(Referring expression data)
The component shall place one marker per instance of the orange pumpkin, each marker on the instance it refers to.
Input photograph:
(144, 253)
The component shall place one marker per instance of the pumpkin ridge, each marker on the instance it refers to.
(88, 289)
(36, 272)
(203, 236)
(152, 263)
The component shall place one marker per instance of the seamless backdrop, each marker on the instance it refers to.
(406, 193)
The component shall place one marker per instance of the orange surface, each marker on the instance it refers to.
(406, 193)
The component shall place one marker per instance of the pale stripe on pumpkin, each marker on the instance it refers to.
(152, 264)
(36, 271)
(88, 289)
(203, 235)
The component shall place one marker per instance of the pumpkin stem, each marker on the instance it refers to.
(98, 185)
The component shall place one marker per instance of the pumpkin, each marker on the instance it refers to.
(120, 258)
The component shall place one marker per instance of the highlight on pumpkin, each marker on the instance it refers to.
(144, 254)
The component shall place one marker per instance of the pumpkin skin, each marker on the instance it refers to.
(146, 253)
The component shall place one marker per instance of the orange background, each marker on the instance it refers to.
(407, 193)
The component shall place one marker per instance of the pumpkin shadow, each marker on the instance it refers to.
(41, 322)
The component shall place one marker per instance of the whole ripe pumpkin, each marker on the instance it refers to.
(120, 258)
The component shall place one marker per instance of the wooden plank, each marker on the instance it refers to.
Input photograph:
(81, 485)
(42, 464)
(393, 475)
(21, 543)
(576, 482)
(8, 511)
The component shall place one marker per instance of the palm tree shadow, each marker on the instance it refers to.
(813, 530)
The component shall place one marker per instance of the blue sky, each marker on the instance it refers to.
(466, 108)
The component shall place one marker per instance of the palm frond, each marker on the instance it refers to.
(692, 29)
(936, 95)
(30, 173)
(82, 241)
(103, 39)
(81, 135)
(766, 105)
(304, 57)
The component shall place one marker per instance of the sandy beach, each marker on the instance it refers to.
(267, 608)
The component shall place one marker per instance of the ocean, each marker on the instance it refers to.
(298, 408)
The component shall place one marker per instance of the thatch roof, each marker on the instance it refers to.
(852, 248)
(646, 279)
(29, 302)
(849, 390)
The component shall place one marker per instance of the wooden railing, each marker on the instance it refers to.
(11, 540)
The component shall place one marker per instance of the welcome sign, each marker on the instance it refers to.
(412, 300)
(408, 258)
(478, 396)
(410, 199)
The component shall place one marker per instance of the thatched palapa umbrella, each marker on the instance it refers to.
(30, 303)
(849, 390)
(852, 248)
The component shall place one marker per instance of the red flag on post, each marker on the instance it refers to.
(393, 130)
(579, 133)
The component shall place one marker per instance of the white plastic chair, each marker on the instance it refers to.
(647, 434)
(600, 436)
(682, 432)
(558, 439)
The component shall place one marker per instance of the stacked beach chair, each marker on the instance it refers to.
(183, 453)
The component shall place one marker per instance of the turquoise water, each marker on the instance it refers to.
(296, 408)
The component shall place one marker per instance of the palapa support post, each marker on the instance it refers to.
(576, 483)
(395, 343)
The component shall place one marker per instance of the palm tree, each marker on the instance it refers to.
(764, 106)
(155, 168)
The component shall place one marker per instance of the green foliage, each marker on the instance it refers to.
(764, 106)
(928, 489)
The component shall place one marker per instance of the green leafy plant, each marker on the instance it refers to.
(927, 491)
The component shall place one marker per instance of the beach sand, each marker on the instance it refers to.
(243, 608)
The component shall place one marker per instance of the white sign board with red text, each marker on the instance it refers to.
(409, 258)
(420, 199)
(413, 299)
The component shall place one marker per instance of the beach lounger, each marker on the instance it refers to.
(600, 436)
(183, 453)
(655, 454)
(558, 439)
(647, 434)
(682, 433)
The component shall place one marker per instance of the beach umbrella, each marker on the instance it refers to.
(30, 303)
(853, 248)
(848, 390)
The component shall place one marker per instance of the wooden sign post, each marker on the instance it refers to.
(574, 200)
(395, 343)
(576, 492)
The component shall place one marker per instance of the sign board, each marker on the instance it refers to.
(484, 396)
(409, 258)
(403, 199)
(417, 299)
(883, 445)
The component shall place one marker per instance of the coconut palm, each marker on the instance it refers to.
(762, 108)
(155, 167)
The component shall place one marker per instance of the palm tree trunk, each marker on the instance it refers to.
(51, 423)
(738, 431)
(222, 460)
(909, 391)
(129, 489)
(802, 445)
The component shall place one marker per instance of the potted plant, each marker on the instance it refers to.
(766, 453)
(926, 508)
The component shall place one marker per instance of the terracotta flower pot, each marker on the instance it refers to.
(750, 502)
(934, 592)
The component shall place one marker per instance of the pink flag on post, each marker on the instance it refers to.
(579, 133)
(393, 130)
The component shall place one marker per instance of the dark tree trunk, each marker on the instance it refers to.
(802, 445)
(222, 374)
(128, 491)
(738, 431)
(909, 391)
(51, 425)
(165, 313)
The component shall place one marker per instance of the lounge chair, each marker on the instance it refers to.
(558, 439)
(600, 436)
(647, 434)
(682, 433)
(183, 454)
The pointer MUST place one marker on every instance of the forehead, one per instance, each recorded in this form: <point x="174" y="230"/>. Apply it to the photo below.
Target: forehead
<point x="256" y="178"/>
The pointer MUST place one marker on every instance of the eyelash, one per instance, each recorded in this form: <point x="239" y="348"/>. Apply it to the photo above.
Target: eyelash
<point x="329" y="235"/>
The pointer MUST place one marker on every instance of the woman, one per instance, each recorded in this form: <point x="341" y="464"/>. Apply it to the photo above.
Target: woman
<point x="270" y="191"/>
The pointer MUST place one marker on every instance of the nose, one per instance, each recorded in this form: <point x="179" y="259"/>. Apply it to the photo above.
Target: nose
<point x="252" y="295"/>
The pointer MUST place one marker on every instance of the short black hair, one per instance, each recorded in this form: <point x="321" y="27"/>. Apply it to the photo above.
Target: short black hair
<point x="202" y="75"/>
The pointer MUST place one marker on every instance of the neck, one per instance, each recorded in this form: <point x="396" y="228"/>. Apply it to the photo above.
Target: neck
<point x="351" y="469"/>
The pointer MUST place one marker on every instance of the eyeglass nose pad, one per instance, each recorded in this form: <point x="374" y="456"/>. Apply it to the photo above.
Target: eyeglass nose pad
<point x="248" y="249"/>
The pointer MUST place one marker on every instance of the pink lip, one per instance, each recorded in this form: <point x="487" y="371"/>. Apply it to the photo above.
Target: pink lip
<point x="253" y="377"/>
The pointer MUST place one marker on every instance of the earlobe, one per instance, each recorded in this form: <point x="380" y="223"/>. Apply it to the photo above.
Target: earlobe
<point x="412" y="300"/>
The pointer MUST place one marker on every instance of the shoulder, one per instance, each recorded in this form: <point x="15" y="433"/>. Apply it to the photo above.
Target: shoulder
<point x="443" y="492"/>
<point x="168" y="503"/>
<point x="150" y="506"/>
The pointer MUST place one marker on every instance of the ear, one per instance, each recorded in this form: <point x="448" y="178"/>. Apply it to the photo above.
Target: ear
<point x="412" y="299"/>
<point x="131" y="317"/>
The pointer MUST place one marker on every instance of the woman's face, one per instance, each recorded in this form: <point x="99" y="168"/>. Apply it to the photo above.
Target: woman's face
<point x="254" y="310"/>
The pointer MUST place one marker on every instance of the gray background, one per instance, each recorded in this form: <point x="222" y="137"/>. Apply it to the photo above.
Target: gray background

Work request
Reproduce exactly the lines above from the line with "Target: nose" to the line with "the earlobe, one", including both, and add nothing.

The answer
Target: nose
<point x="252" y="295"/>
The pointer MUST place one marker on every instance of the short black hair, one per instance, each recorded in this form: <point x="321" y="27"/>. Apply it to the photo above.
Target: short black hair
<point x="202" y="75"/>
The pointer MUST place one marker on every instance of the neck, one per instance, each recorded in this form: <point x="396" y="228"/>. Apply it to the photo above.
Target: neck
<point x="351" y="469"/>
The pointer MUST place one marker on every instance of the eyeglass nose pad, one per instance, each recorded in this form: <point x="374" y="456"/>. Apply it to the photo above.
Target: eyeglass nose pad
<point x="248" y="249"/>
The pointer MUST place one marker on every instance of the pink lip, one per instance, each recorded in this form: <point x="487" y="371"/>. Apply it to the photo above.
Target: pink lip
<point x="253" y="377"/>
The pointer MUST place one marker on every instance of the earlobe, one per instance, each recorded in this form: <point x="380" y="223"/>. Apply it to the photo above.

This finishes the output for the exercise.